··· ENTRIES PROVIDED ···

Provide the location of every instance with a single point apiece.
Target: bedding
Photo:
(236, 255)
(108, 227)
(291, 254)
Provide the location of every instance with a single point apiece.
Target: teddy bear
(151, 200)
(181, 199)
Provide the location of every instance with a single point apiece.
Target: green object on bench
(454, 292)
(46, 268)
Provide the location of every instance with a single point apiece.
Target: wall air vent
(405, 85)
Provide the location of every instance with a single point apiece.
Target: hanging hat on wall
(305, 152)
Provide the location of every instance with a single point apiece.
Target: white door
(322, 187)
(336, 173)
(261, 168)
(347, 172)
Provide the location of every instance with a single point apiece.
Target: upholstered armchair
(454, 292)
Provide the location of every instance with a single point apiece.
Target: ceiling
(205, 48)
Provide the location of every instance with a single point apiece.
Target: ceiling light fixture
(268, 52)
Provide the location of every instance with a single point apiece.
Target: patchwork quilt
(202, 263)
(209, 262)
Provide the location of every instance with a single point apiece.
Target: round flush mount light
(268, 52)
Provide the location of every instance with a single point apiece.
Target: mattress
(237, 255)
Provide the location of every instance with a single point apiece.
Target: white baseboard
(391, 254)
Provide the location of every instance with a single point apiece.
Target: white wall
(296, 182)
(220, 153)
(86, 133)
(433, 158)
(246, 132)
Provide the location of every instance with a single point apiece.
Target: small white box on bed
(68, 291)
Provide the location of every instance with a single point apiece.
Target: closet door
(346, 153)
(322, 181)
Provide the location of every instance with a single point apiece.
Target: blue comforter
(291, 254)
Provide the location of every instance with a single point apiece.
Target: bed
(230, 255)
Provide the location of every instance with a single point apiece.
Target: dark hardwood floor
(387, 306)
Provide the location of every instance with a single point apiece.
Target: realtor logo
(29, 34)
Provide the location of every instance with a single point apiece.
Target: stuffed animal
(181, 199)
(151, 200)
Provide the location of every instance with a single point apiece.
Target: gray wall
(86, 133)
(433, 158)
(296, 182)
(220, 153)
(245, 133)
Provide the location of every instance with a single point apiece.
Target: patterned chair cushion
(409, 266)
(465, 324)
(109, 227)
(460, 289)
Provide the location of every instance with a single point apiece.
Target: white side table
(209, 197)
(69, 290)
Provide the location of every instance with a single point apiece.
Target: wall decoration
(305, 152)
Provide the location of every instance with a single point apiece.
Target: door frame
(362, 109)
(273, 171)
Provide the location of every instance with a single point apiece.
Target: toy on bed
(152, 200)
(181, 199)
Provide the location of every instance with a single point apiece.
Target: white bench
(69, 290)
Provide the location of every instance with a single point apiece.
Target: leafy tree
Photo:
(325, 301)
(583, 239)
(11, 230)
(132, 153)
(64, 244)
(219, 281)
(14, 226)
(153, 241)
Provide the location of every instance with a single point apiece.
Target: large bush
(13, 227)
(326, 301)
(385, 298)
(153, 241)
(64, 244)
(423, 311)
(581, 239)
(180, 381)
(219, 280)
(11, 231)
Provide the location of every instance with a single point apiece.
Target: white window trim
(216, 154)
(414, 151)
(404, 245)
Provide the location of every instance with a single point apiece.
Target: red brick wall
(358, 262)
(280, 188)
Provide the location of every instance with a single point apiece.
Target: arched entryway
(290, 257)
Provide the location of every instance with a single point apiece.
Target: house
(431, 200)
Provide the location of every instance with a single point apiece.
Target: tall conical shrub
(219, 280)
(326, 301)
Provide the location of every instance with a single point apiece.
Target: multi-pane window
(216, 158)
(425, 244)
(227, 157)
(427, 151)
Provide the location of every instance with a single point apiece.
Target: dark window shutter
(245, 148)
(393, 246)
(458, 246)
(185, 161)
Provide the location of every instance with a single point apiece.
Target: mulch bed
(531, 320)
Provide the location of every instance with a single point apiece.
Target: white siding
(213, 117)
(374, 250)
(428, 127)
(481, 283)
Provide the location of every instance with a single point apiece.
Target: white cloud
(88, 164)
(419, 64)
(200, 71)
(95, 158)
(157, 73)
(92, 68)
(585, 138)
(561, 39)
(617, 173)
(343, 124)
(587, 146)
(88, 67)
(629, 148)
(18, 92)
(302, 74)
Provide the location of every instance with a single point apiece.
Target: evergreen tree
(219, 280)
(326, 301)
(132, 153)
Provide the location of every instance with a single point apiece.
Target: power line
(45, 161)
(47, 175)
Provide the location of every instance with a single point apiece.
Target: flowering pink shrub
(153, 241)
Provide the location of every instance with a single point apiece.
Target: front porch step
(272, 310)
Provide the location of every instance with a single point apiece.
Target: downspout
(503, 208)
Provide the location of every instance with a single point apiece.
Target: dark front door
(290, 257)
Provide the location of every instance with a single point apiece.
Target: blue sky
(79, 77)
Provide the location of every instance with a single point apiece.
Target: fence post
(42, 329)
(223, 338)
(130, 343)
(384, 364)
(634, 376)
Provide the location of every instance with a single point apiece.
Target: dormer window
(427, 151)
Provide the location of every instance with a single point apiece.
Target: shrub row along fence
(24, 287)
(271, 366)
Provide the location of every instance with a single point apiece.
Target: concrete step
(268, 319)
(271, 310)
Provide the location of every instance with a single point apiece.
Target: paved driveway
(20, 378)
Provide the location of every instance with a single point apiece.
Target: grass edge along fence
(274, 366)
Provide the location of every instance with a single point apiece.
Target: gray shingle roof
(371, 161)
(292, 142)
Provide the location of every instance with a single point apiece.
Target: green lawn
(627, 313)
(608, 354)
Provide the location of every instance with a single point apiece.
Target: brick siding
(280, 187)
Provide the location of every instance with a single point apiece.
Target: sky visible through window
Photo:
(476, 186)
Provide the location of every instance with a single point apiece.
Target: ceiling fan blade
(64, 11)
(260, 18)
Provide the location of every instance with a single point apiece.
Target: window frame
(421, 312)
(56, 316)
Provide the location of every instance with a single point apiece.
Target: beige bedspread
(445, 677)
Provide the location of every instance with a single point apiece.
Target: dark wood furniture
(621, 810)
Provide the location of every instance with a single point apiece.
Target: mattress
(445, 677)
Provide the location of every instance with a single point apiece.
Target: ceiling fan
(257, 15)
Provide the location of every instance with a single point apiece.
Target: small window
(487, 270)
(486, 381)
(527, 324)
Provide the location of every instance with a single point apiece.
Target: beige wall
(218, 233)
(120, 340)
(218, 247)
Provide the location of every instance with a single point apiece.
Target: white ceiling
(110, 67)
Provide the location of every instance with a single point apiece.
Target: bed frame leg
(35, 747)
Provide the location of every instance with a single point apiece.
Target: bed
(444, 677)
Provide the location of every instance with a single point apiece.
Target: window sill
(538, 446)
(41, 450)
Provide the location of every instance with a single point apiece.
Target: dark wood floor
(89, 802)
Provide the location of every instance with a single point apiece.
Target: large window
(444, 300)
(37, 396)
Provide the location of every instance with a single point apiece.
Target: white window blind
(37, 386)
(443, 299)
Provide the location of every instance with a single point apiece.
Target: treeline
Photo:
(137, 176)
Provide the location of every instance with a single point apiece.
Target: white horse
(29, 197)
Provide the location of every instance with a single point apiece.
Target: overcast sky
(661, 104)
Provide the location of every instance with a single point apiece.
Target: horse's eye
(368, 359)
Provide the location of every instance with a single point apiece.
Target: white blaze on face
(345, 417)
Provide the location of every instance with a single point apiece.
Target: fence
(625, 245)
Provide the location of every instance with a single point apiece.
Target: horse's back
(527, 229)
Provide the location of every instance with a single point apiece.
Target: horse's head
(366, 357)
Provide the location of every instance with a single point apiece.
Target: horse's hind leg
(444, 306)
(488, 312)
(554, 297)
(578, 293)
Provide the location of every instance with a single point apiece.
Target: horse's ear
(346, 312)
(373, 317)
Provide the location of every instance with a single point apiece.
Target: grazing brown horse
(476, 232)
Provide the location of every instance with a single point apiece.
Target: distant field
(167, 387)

···

| WHAT THE TASK ASKS |
Your task is to reproduce the records in full, without any alteration.

| ANSWER FOR THIS EXERCISE |
Provide the location of every instance with a single point apiece.
Target: bedding
Photo:
(236, 255)
(108, 227)
(291, 254)
Provide the location of every instance with a single point apiece.
Target: teddy bear
(151, 200)
(181, 199)
Provide the location of every instance with a single point apiece.
Target: green object on bench
(454, 292)
(46, 268)
Provide the location of every instance with a single point apiece.
Target: wall air vent
(405, 85)
Provide the location of every instance with a single point apiece.
Target: hanging hat on wall
(305, 152)
Provide the location of every instance with a single point apiece.
Target: white door
(322, 187)
(336, 173)
(261, 168)
(347, 172)
Provide the location of every instance with a single point apiece.
Target: upholstered armchair
(454, 292)
Provide the location of every instance with a single point apiece.
Target: ceiling
(205, 48)
Provide the location of every instance with a single point apiece.
Target: ceiling light fixture
(268, 52)
Provide the location of every instance with a single point apiece.
Target: patchwork quilt
(202, 263)
(209, 262)
Provide the location of every instance with a single point apiece.
Target: round flush mount light
(268, 52)
Provide the location of every instance with a single point apiece.
Target: mattress
(237, 255)
Provide the location of every instance with a single point apiece.
Target: white baseboard
(391, 254)
Provide the location of every instance with a single point apiece.
Target: white wall
(296, 182)
(220, 153)
(86, 133)
(433, 158)
(246, 132)
Provide the location of every instance with a single point apiece.
Target: small white box on bed
(68, 291)
Provide the location of every instance with a single point apiece.
Target: closet door
(346, 153)
(322, 181)
Provide the location of every instance with a single point apiece.
Target: blue comforter
(291, 254)
Provide the location of every instance with a single point apiece.
Target: bed
(230, 255)
Provide the location of every instance with a single point apiece.
Target: dark hardwood floor
(387, 306)
Provide the location of every instance with a single point apiece.
Target: realtor logo
(29, 34)
Provide the location of every instance with a single point apiece.
Target: stuffed animal
(181, 199)
(151, 200)
Provide the location of every instance with a single point apiece.
Target: gray wall
(86, 133)
(433, 158)
(296, 182)
(220, 153)
(245, 133)
Provide the location of every instance with a single point apiece.
Target: patterned chair cushion
(409, 266)
(465, 324)
(109, 227)
(460, 289)
Provide the location of every instance with a single point apiece.
Target: white side table
(209, 197)
(69, 290)
Provide the location of every instance with a single point apiece.
Target: wall decoration
(305, 152)
Provide the location of every instance with a single point apiece.
Target: door frame
(362, 109)
(273, 171)
Provide the location of every instance with a single point apiece.
Target: toy on bed
(152, 200)
(181, 199)
Provide the location of every instance with a single point apiece.
Target: white bench
(69, 290)
Provide the location of every instance with a single point apiece.
Target: leafy tree
Photo:
(325, 301)
(583, 239)
(11, 230)
(132, 153)
(64, 244)
(219, 281)
(14, 226)
(153, 241)
Provide the location of every instance with a single point apiece.
Target: large bush
(13, 227)
(326, 301)
(385, 298)
(153, 241)
(64, 244)
(423, 311)
(581, 239)
(180, 381)
(219, 280)
(11, 231)
Provide the location of every instance with a single point apiece.
Target: white window trim
(216, 154)
(414, 151)
(404, 245)
Provide the location of every instance with a single point apiece.
Target: red brick wall
(358, 262)
(280, 188)
Provide the location of every instance with a single point apiece.
Target: arched entryway
(290, 257)
Provide the location of every instance with a single point apiece.
Target: house
(431, 200)
Provide the location of every instance with a single point apiece.
Target: tall conical shrub
(219, 280)
(326, 301)
Provide the location of every instance with a single point apiece.
Target: multi-pane window
(216, 158)
(425, 244)
(227, 157)
(427, 151)
Provide the location of every instance with a single point apiece.
Target: dark window shutter
(245, 148)
(393, 246)
(458, 246)
(185, 161)
Provide the location of every instance with a single point apiece.
Target: mulch bed
(531, 320)
Provide the location of every instance with a single point apiece.
Target: white siding
(213, 117)
(374, 250)
(428, 127)
(481, 283)
Provide the location of every instance with a single point apiece.
Target: white cloud
(88, 164)
(419, 64)
(200, 71)
(95, 158)
(157, 73)
(92, 68)
(585, 138)
(561, 39)
(617, 173)
(343, 124)
(587, 146)
(88, 67)
(629, 148)
(18, 92)
(302, 74)
Provide the location of every instance with a single point apiece.
Target: evergreen tree
(219, 280)
(326, 301)
(132, 153)
Provide the location of every instance with a single point apiece.
Target: power line
(45, 161)
(47, 175)
Provide the location of every instance with a single point apiece.
Target: flowering pink shrub
(153, 241)
Provide the location of every instance with a single point apiece.
Target: front porch step
(272, 310)
Provide the location of every instance with a single point apiece.
Target: downspout
(503, 208)
Provide the location of every instance with a single point apiece.
Target: dark front door
(290, 257)
Provide the location of every instance with a single point apiece.
Target: blue sky
(79, 77)
Provide the location of every instance with a single point apiece.
Target: fence post
(42, 329)
(223, 338)
(130, 343)
(384, 364)
(634, 376)
Provide the location of every instance with a single point apiece.
Target: dormer window
(427, 151)
Provide the location of every instance with a single point apiece.
Target: shrub row along fence
(24, 287)
(271, 366)
Provide the location of every instance with a single point apiece.
Target: concrete step
(268, 319)
(271, 310)
Provide the location of every instance with a single point apiece.
Target: paved driveway
(20, 378)
Provide the location of every instance with a single point apiece.
Target: grass edge along fence
(274, 366)
Provide the location of every instance with a single point apiece.
Target: gray shingle roof
(371, 161)
(292, 142)
Provide the location of every instance with a single point apiece.
Target: green lawn
(627, 313)
(608, 354)
Provide the location of every instance with a single point apiece.
Target: brick siding
(280, 187)
Provide the location of every instance with a single point apiece.
Target: sky visible through window
Photo:
(476, 186)
Provide the location of every instance with a single point apiece.
Target: ceiling fan blade
(64, 11)
(260, 18)
Provide the location of every instance with a single point apiece.
Target: window frame
(421, 312)
(56, 316)
Provide the location of every instance with a single point apiece.
Target: beige bedspread
(445, 677)
Provide the location of every instance with a single point apiece.
Target: dark wood furniture
(621, 810)
Provide the location of every instance with a single point apiece.
Target: mattress
(445, 677)
Provide the location of every instance with a single point apiece.
Target: ceiling fan
(257, 15)
Provide the location of every instance with a single point apiece.
Target: small window
(487, 270)
(486, 381)
(527, 324)
Provide the location of every instance with a single point apiece.
Target: beige wall
(218, 233)
(120, 340)
(218, 247)
Provide the location of every instance with a single point apiece.
Target: white ceiling
(110, 67)
Provide the location of every instance with a single point apiece.
Target: bed frame leg
(35, 747)
Provide the location of every instance with a single point apiece.
Target: bed
(444, 677)
Provide the location of every instance with a single point apiece.
Target: window sill
(538, 446)
(41, 450)
Provide the location of every instance with a single point apiece.
Target: dark wood floor
(89, 802)
Provide the location of every instance with a single point apiece.
Target: large window
(444, 300)
(37, 396)
Provide the location of every instance with a single point apiece.
Target: white window blind
(37, 386)
(443, 299)
Provide the location of every instance with a single point apiece.
Target: treeline
Photo:
(137, 176)
Provide the location of every instance with a single point apiece.
Target: white horse
(29, 197)
Provide the location of every instance with a single point apiece.
Target: overcast sky
(661, 104)
Provide the location of every instance with a single point apiece.
Target: horse's eye
(368, 359)
Provide the location of every instance with a single point apiece.
Target: white blaze on face
(345, 417)
Provide the location of every instance with a single point apiece.
Target: fence
(625, 245)
Provide the location of every instance with a single point apiece.
Target: horse's back
(527, 229)
Provide the location of every instance with a single point apiece.
Target: horse's head
(366, 357)
Provide the location of every instance with a single point apiece.
Target: horse's hind leg
(444, 306)
(488, 312)
(554, 297)
(578, 293)
Provide the location of every instance with a single point apiece.
Target: horse's ear
(346, 312)
(373, 317)
Provide the location of every instance with a single point apiece.
Target: grazing brown horse
(476, 232)
Provide the location of every instance with a single point apiece.
Target: distant field
(167, 387)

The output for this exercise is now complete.